*Your goal*
Convert all the records below into a two-column CSV with the headers record_text and answer, one row per record, putting each record's text and its answer in its own quoted field with line breaks replaced by spaces. Leave the pictures out.

*Entries shown*
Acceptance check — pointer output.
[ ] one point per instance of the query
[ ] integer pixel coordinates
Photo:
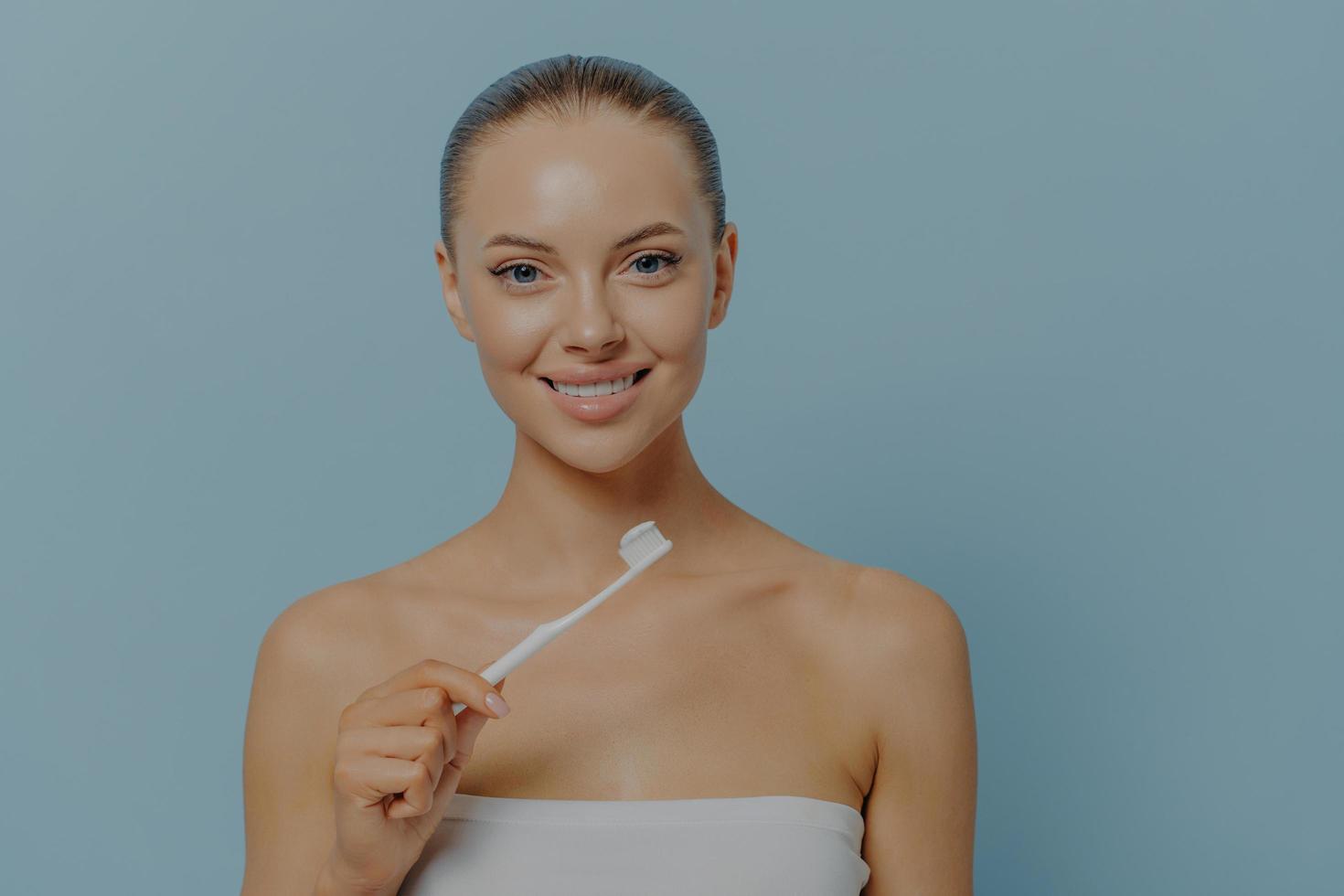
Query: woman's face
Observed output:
(583, 293)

*Result below*
record_text,answer
"Acceptance check — pointer output. [ ] one point per instance of the query [ ] integer pixel coordinates Photo: Query: woman's face Observed output:","(583, 293)"